Surprise! Highly vaccinated areas have fewer COVID infections

By Joe Berkowitz

June 14, 2021
 
The data around mass vaccination has finally started to align with the promise of it.

According to analysis by The Washington Post, COVID-19 infections are swiftly dropping in areas where most residents are vaccinated and are rising in many places where they are not. It may sound like an obvious result, considering how much faith and resources America has invested in an effort that has seen 43% of eligible citizens fully vaccinated, but the demonstrable success is new.

“As recently as 10 days ago,” the article announcing the study reads, “vaccination rates did not predict a difference in coronavirus cases, but immunization rates have diverged, and case counts in the highly vaccinated states are dropping quickly.”

Meanwhile, 10 states concentrated in the heavily red Deep South and rural west have apparently reported fewer than 35% of residents fully immunized, a sharp contrast from the national rate.

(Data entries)
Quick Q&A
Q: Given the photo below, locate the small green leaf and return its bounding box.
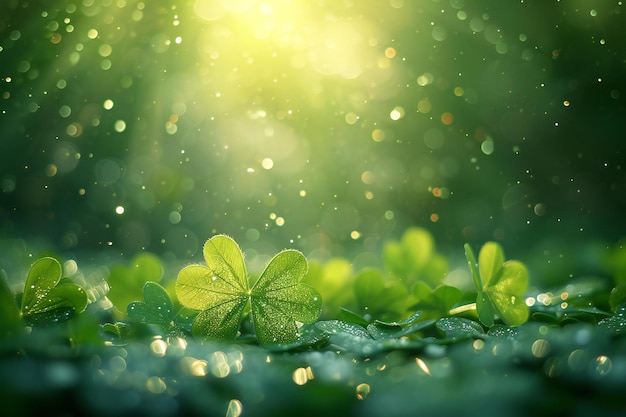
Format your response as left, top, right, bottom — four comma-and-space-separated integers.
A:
354, 269, 408, 316
176, 235, 322, 344
251, 250, 322, 344
478, 242, 504, 290
339, 307, 369, 327
436, 317, 485, 339
464, 243, 483, 293
465, 242, 529, 326
22, 257, 88, 322
107, 252, 163, 312
127, 281, 175, 331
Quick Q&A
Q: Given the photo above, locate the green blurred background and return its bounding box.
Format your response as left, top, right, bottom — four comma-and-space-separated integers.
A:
0, 0, 626, 276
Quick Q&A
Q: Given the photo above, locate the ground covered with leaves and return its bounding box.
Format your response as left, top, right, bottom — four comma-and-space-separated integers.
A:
0, 229, 626, 417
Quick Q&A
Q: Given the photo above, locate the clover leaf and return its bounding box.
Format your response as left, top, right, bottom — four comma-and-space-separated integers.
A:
126, 281, 176, 333
22, 257, 88, 323
175, 235, 322, 344
465, 242, 528, 327
354, 268, 409, 317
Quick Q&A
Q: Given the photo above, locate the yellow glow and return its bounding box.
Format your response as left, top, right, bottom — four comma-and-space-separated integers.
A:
530, 339, 550, 358
146, 376, 167, 394
415, 358, 430, 376
209, 351, 230, 378
291, 368, 309, 385
150, 339, 167, 356
356, 383, 371, 400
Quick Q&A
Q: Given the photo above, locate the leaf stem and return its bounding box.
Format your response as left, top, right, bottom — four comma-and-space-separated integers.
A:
449, 303, 476, 316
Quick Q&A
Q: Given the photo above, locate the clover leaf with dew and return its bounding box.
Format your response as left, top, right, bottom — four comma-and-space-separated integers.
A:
22, 257, 89, 323
465, 242, 528, 327
175, 235, 322, 344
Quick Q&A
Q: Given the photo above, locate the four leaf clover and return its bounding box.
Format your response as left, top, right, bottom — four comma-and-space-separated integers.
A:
465, 242, 528, 327
175, 235, 322, 344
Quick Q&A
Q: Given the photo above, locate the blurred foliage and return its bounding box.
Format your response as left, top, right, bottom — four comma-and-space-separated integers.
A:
107, 252, 163, 314
0, 0, 626, 417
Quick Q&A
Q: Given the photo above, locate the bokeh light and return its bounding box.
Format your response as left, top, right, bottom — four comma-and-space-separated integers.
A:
0, 0, 626, 270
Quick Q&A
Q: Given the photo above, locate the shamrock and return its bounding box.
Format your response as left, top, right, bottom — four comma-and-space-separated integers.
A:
126, 281, 176, 332
22, 257, 88, 323
465, 242, 528, 326
175, 235, 322, 344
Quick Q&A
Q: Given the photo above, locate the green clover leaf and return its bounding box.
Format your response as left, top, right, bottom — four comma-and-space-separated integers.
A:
176, 235, 322, 344
465, 242, 528, 326
22, 257, 88, 323
126, 281, 176, 333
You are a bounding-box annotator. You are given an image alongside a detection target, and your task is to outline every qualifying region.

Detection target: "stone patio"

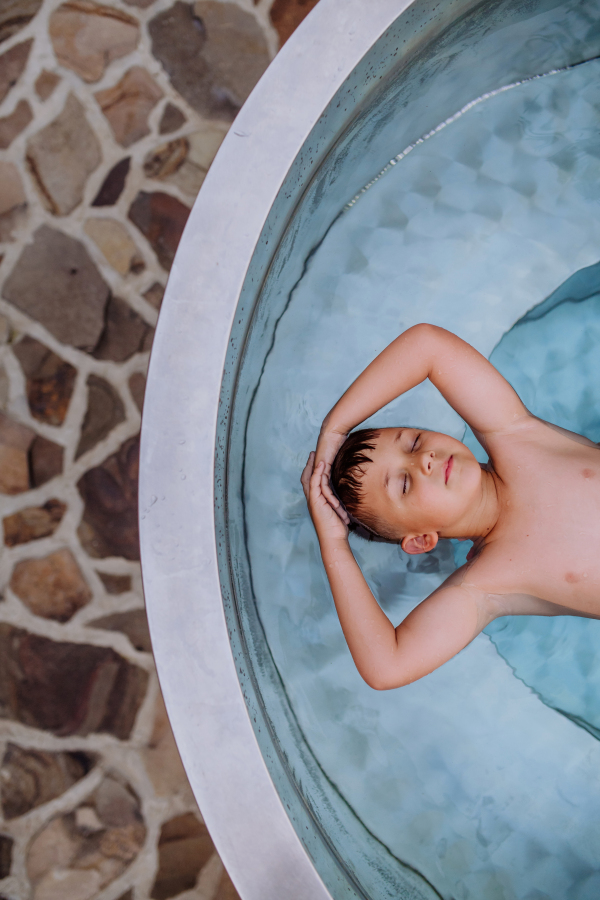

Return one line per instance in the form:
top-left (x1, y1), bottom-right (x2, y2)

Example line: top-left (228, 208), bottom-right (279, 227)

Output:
top-left (0, 0), bottom-right (316, 900)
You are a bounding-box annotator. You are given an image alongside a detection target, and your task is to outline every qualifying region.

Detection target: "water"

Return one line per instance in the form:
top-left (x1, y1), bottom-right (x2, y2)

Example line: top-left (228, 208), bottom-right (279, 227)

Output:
top-left (245, 61), bottom-right (600, 900)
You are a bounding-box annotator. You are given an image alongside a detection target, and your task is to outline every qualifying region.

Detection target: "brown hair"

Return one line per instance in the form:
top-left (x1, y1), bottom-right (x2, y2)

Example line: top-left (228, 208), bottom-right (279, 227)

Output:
top-left (330, 428), bottom-right (399, 543)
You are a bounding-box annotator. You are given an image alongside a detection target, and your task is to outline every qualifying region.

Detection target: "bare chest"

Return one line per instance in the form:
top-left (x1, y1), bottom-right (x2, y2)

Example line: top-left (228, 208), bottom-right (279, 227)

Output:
top-left (482, 438), bottom-right (600, 617)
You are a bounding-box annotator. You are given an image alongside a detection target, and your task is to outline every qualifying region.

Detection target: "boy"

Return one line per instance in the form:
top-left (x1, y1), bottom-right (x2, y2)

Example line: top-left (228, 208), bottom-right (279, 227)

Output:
top-left (301, 325), bottom-right (600, 690)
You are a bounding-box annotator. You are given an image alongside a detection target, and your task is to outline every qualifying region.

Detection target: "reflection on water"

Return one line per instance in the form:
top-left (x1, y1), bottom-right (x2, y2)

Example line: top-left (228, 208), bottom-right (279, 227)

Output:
top-left (465, 263), bottom-right (600, 738)
top-left (245, 61), bottom-right (600, 900)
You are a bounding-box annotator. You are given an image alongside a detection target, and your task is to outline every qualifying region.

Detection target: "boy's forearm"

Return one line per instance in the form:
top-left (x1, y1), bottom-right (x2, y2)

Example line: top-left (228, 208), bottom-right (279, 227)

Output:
top-left (322, 325), bottom-right (444, 434)
top-left (321, 540), bottom-right (397, 689)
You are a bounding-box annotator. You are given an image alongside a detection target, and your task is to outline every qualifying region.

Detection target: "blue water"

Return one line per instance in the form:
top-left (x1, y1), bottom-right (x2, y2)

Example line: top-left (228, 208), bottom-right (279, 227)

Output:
top-left (464, 264), bottom-right (600, 738)
top-left (244, 62), bottom-right (600, 900)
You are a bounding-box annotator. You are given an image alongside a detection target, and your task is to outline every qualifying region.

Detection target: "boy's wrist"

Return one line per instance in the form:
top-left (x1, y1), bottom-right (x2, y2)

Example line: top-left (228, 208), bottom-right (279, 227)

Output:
top-left (317, 532), bottom-right (350, 555)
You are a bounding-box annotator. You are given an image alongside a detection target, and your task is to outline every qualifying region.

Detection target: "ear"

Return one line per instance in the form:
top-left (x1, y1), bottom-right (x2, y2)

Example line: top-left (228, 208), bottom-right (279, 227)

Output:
top-left (400, 531), bottom-right (438, 556)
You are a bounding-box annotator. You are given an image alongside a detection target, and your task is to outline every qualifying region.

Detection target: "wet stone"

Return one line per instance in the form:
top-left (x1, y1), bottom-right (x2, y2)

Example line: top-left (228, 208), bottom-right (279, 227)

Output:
top-left (0, 161), bottom-right (27, 241)
top-left (29, 434), bottom-right (64, 487)
top-left (0, 412), bottom-right (35, 494)
top-left (75, 374), bottom-right (125, 459)
top-left (0, 744), bottom-right (95, 819)
top-left (88, 609), bottom-right (152, 653)
top-left (98, 572), bottom-right (131, 594)
top-left (27, 94), bottom-right (102, 216)
top-left (150, 813), bottom-right (215, 900)
top-left (0, 100), bottom-right (33, 150)
top-left (84, 218), bottom-right (146, 275)
top-left (49, 0), bottom-right (139, 82)
top-left (94, 297), bottom-right (154, 362)
top-left (0, 623), bottom-right (148, 740)
top-left (2, 498), bottom-right (67, 547)
top-left (129, 191), bottom-right (190, 271)
top-left (10, 548), bottom-right (92, 622)
top-left (95, 66), bottom-right (163, 147)
top-left (270, 0), bottom-right (318, 47)
top-left (92, 156), bottom-right (131, 206)
top-left (27, 775), bottom-right (146, 900)
top-left (13, 335), bottom-right (77, 425)
top-left (0, 39), bottom-right (33, 103)
top-left (148, 0), bottom-right (270, 121)
top-left (34, 69), bottom-right (60, 101)
top-left (158, 103), bottom-right (187, 134)
top-left (3, 225), bottom-right (109, 351)
top-left (0, 834), bottom-right (14, 878)
top-left (77, 435), bottom-right (140, 560)
top-left (0, 0), bottom-right (42, 44)
top-left (142, 281), bottom-right (165, 309)
top-left (129, 372), bottom-right (146, 412)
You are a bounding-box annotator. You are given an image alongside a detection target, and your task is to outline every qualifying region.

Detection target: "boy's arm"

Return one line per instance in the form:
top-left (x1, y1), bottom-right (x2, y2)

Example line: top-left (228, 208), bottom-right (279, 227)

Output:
top-left (317, 325), bottom-right (529, 465)
top-left (302, 458), bottom-right (490, 690)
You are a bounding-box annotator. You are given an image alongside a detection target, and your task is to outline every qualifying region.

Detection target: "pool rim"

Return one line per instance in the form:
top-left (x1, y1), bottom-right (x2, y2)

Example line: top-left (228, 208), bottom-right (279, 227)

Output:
top-left (139, 0), bottom-right (413, 900)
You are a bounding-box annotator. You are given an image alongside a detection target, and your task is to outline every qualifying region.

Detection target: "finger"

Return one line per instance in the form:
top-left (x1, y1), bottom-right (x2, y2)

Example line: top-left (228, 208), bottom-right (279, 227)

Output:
top-left (309, 462), bottom-right (323, 494)
top-left (321, 476), bottom-right (350, 525)
top-left (321, 473), bottom-right (340, 509)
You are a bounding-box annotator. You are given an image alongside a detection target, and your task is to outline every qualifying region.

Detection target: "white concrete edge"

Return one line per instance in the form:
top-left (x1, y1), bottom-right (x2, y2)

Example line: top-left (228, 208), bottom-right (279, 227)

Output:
top-left (140, 0), bottom-right (411, 900)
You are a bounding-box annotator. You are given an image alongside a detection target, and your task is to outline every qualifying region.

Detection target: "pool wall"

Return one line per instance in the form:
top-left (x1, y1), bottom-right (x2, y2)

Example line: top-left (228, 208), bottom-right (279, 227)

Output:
top-left (140, 0), bottom-right (600, 900)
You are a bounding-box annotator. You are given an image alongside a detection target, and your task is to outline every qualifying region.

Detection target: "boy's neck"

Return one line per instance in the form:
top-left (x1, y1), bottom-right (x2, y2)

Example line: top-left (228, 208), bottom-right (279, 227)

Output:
top-left (443, 464), bottom-right (500, 541)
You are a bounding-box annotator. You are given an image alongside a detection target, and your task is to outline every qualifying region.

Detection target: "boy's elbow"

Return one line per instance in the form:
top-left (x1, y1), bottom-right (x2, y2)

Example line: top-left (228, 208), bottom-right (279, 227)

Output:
top-left (360, 672), bottom-right (409, 691)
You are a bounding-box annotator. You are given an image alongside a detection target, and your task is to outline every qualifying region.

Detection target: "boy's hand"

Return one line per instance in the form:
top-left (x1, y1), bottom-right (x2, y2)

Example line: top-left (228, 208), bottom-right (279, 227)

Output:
top-left (315, 425), bottom-right (348, 476)
top-left (300, 451), bottom-right (350, 541)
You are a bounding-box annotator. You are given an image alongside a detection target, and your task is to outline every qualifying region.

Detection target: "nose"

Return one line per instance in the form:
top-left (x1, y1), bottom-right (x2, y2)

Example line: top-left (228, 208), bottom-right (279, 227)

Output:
top-left (419, 450), bottom-right (435, 475)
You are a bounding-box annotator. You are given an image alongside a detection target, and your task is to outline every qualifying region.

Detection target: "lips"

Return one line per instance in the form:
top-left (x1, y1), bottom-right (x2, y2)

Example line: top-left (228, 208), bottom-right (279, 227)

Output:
top-left (444, 456), bottom-right (454, 484)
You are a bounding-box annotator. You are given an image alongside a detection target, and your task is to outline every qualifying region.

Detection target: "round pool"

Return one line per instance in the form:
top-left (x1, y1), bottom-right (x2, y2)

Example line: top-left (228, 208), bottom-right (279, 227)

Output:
top-left (140, 0), bottom-right (600, 900)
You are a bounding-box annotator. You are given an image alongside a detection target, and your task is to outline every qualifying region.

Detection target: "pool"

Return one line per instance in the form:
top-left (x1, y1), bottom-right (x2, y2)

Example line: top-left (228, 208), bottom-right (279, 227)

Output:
top-left (141, 0), bottom-right (600, 900)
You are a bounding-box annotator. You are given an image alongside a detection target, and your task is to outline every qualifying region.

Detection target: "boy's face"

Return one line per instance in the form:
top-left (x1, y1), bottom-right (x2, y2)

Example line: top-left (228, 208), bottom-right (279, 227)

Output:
top-left (362, 428), bottom-right (482, 552)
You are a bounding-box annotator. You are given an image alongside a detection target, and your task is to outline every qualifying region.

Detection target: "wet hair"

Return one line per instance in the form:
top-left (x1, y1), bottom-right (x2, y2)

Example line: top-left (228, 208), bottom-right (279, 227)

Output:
top-left (329, 428), bottom-right (401, 544)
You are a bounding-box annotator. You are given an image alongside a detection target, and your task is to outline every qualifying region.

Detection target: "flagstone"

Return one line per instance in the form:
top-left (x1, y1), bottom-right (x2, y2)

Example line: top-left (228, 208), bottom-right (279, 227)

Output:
top-left (77, 435), bottom-right (140, 560)
top-left (0, 39), bottom-right (33, 103)
top-left (158, 103), bottom-right (187, 134)
top-left (148, 0), bottom-right (269, 121)
top-left (0, 0), bottom-right (42, 44)
top-left (92, 156), bottom-right (131, 206)
top-left (0, 744), bottom-right (95, 819)
top-left (83, 218), bottom-right (145, 275)
top-left (10, 548), bottom-right (92, 622)
top-left (0, 100), bottom-right (33, 150)
top-left (2, 225), bottom-right (110, 351)
top-left (0, 623), bottom-right (148, 740)
top-left (2, 498), bottom-right (67, 547)
top-left (49, 0), bottom-right (140, 82)
top-left (75, 374), bottom-right (125, 459)
top-left (13, 335), bottom-right (77, 425)
top-left (95, 66), bottom-right (163, 147)
top-left (129, 191), bottom-right (190, 271)
top-left (27, 94), bottom-right (102, 216)
top-left (34, 69), bottom-right (60, 101)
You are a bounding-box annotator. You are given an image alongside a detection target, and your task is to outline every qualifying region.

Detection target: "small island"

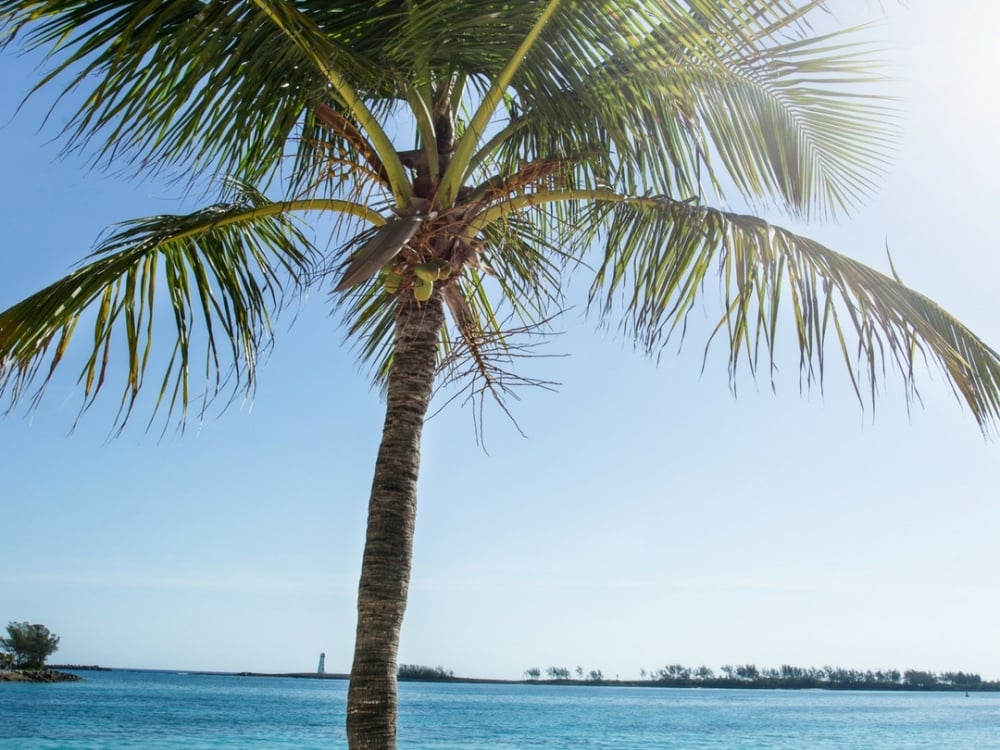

REQUIRED WORK:
Pick up the article on vaccination rates and COVID infections after its final sentence and keep writing it.

RESPONSE TO THE TASK:
Although the report offers encouraging news by proving the efficacy of mass vaccination, it also sheds light on the dangers of mass resistance. As more unvaccinated people hear news about falling infection rates nationwide, the likelier they are to be lulled into a false sense of security about their choice not to get vaccinated. If enough similarly minded people are concentrated in the same area, they may be left defenseless against the more transmissible variants.

The Biden administration has set a July 4 goal to have 70% of adults receive at least one vaccine dose.